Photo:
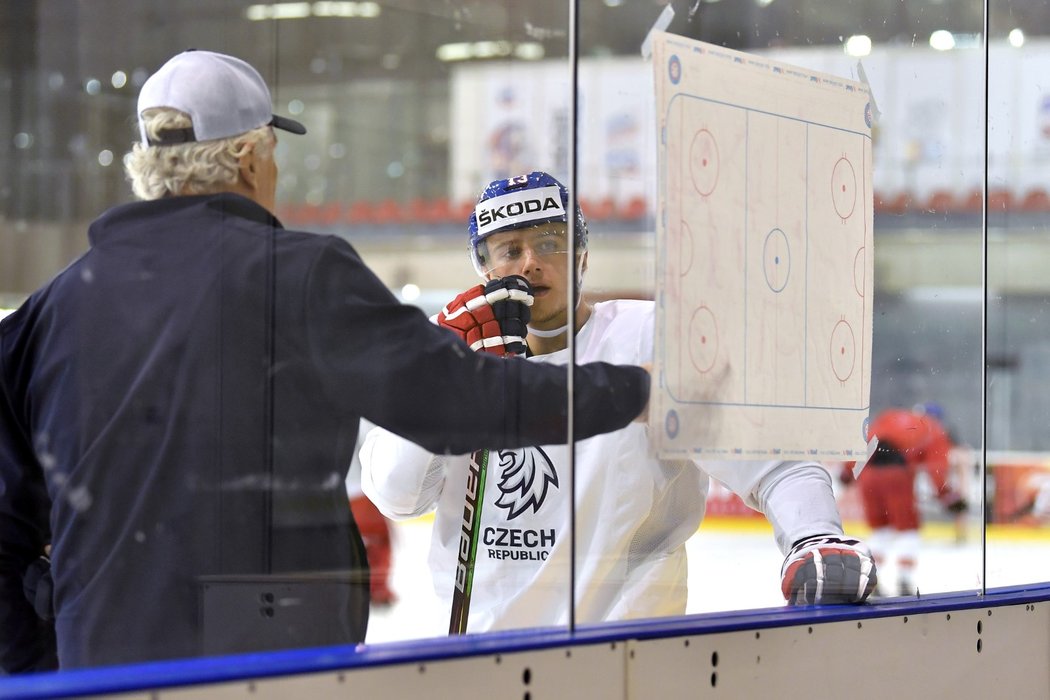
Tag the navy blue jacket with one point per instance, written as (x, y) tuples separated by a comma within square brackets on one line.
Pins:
[(183, 401)]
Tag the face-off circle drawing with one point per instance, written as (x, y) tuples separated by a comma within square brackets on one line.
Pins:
[(704, 163), (776, 259), (843, 351), (843, 188), (702, 339)]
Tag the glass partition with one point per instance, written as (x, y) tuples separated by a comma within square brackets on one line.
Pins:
[(412, 112), (1016, 297)]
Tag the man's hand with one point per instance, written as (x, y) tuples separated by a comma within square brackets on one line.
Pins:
[(491, 318), (827, 569)]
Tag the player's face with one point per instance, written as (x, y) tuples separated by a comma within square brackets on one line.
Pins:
[(538, 253)]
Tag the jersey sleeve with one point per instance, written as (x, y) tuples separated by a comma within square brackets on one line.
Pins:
[(400, 478)]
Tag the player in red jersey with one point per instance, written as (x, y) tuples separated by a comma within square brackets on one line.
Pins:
[(909, 441)]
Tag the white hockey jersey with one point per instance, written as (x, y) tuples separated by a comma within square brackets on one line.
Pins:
[(633, 515)]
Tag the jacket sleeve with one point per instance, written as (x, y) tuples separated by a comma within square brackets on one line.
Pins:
[(400, 478), (27, 642), (390, 364)]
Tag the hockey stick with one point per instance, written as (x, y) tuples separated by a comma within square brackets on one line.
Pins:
[(468, 541)]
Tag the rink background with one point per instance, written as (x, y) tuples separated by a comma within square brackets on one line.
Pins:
[(734, 565)]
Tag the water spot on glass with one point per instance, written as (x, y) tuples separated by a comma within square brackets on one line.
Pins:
[(80, 499)]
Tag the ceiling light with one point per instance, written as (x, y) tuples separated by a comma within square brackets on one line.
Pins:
[(942, 40), (858, 45)]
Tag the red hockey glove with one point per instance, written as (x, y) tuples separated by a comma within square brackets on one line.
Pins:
[(827, 569), (492, 317)]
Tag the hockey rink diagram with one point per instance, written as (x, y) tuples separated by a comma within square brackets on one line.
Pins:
[(764, 262)]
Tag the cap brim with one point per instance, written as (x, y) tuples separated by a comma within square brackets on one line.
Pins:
[(287, 124)]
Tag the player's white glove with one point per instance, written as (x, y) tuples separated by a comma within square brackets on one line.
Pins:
[(827, 569), (491, 318)]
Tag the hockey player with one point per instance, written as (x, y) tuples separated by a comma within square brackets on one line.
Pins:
[(909, 441), (633, 512)]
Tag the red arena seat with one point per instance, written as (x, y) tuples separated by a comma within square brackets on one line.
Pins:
[(1035, 199)]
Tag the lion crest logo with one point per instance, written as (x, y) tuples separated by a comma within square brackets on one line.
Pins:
[(524, 478)]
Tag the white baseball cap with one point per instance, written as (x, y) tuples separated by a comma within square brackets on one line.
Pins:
[(223, 94)]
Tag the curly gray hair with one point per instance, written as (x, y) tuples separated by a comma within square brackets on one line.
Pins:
[(190, 168)]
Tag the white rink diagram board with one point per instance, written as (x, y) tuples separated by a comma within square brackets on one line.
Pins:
[(764, 258)]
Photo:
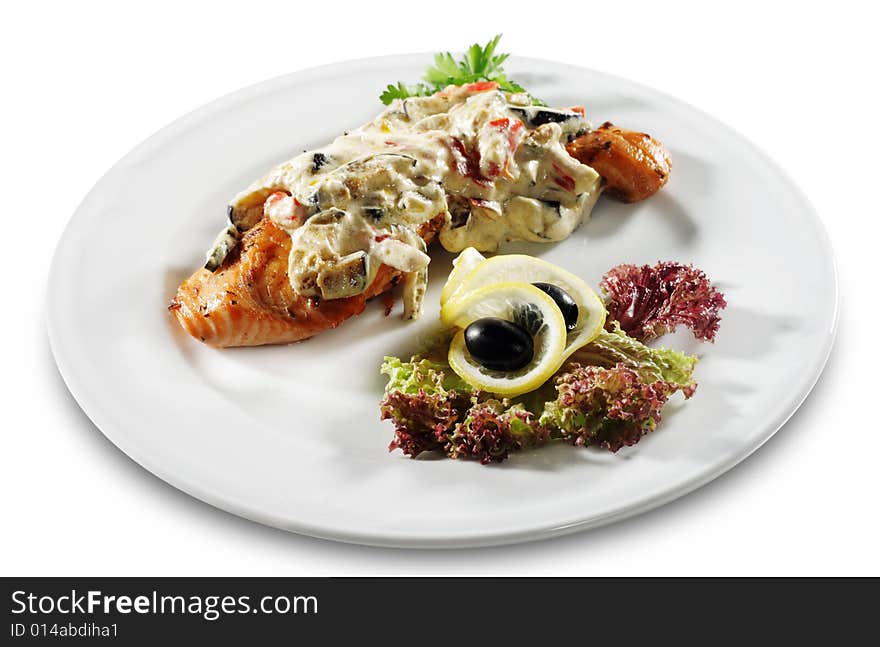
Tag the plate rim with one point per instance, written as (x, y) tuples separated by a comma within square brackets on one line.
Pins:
[(100, 419)]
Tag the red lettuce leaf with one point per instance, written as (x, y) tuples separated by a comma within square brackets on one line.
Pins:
[(652, 301), (605, 407), (492, 431), (421, 420)]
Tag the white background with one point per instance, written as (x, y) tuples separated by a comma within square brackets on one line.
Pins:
[(85, 82)]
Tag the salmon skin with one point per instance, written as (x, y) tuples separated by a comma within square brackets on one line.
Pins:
[(248, 300)]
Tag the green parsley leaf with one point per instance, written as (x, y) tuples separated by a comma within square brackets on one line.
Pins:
[(478, 64)]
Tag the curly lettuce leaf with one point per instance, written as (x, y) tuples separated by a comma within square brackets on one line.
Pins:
[(424, 400), (605, 407), (650, 301), (492, 430), (614, 347)]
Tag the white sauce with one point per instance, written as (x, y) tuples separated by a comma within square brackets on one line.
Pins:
[(467, 154)]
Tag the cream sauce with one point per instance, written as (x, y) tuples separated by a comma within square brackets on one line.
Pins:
[(491, 166)]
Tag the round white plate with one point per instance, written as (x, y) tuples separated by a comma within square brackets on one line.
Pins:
[(289, 436)]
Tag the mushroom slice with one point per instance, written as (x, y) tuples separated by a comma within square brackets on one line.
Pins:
[(345, 278)]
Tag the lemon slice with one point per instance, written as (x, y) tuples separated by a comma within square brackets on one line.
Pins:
[(512, 302), (528, 269), (462, 265)]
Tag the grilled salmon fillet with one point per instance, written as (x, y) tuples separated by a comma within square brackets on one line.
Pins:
[(249, 301), (633, 164)]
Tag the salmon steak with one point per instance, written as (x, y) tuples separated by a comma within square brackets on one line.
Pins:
[(308, 244)]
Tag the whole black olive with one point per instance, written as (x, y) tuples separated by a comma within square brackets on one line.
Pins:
[(499, 345), (563, 299)]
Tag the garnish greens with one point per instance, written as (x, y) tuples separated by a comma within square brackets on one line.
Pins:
[(477, 64)]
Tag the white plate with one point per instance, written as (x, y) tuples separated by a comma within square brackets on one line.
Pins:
[(290, 437)]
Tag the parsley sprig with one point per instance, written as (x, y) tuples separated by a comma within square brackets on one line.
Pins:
[(477, 64)]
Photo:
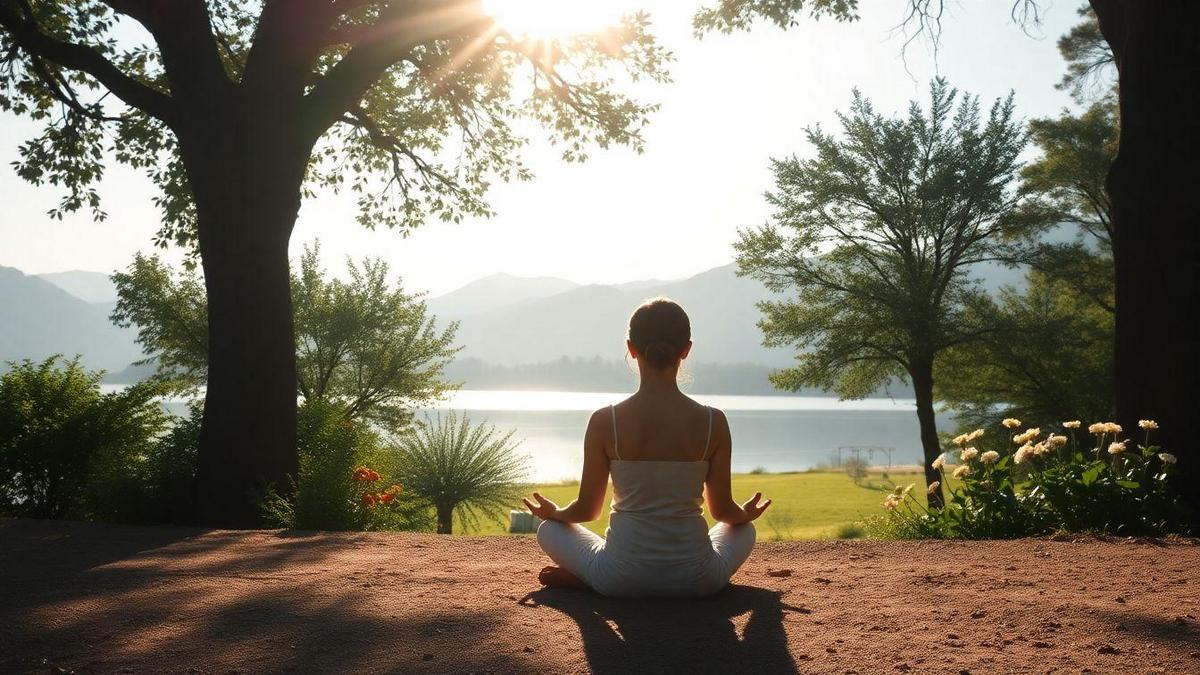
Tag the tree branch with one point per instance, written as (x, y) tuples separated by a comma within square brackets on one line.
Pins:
[(400, 28), (28, 35)]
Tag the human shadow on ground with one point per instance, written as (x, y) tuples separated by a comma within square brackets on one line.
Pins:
[(739, 629)]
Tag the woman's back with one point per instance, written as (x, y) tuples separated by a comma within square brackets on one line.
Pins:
[(657, 506)]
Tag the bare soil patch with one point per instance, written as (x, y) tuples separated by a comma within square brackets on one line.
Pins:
[(79, 597)]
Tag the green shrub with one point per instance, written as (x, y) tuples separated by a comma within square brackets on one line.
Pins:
[(168, 479), (461, 469), (67, 449), (850, 531), (1045, 483), (341, 464)]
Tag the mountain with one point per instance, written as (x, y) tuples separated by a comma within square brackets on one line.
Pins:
[(591, 321), (88, 286), (495, 292), (39, 318)]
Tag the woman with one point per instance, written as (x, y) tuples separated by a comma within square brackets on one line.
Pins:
[(666, 454)]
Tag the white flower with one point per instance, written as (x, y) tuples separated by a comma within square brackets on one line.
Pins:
[(1027, 436)]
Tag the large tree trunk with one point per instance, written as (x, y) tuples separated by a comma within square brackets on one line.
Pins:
[(922, 374), (246, 179), (1157, 220)]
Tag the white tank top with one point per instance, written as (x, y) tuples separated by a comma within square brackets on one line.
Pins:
[(657, 508)]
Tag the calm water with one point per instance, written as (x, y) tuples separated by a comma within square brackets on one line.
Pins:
[(775, 432)]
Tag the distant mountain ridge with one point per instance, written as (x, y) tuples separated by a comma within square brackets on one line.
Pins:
[(505, 321), (88, 286), (39, 318)]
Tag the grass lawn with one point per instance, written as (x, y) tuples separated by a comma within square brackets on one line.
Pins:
[(805, 506)]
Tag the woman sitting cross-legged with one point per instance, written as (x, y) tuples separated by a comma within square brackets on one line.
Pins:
[(667, 454)]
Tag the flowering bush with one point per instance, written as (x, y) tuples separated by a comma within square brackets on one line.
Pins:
[(1043, 482), (337, 488)]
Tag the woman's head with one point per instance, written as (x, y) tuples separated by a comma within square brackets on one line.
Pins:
[(659, 333)]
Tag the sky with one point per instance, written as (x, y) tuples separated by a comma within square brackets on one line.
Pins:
[(675, 210)]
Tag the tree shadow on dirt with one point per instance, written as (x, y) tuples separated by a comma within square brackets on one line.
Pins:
[(736, 631)]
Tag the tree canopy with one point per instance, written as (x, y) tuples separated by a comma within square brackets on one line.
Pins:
[(418, 106), (876, 236)]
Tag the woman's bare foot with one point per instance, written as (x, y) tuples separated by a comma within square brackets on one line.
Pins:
[(559, 578)]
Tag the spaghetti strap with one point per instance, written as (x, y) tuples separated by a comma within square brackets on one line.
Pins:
[(613, 408), (708, 440)]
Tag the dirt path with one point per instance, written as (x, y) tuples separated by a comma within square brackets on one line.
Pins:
[(130, 599)]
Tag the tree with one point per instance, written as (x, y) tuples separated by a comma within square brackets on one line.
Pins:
[(1048, 359), (66, 448), (876, 236), (238, 109), (1156, 47), (1067, 185), (461, 469), (361, 344)]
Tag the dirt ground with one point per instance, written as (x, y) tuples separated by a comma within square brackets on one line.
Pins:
[(77, 597)]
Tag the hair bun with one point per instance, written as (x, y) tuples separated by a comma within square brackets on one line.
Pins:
[(659, 330)]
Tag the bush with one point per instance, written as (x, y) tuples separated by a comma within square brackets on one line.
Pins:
[(1043, 484), (342, 479), (461, 469), (69, 451)]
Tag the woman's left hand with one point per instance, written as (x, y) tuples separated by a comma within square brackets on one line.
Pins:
[(544, 509)]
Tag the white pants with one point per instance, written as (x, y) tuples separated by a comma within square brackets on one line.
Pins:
[(582, 553)]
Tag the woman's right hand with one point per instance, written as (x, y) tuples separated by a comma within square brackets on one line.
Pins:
[(544, 509), (754, 508)]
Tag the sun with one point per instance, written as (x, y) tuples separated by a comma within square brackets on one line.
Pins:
[(552, 19)]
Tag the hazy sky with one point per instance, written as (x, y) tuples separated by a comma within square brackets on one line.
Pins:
[(736, 101)]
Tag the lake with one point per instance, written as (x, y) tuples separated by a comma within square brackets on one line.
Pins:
[(773, 432)]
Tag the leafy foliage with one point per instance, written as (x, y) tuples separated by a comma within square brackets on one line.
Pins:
[(1090, 64), (66, 448), (366, 344), (414, 107), (329, 493), (1045, 484), (876, 234), (1049, 357), (363, 342), (461, 469)]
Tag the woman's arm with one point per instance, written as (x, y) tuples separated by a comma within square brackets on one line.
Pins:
[(718, 490), (593, 484)]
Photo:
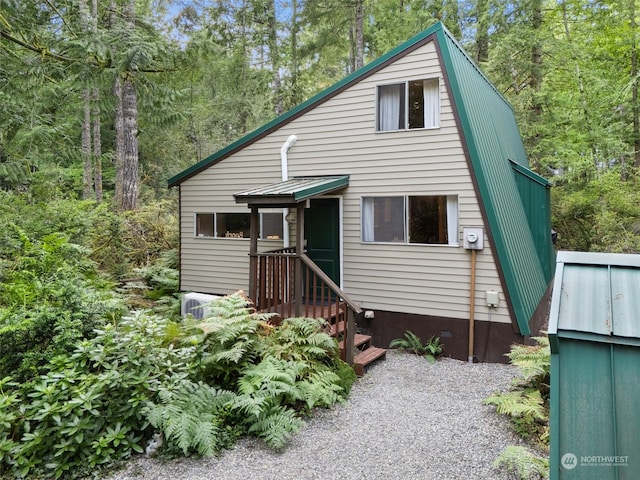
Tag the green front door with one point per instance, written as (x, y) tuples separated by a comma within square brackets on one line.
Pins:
[(322, 233)]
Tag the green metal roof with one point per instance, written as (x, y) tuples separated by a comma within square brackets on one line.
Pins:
[(596, 296), (292, 191), (492, 138)]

_ _ _ _

Directions → Can you format the lines of the listing above as a JSON list of strings, one string per line with blank lines omitted, starting at the line containing "Tag the woman's back" and running up to and including the line containing "[(657, 506)]"?

Response for this exercise →
[
  "Tag the woman's back with one point per instance, written as (x, y) tuples separated by a comma within square brackets on one line.",
  "Pins:",
  "[(657, 506)]"
]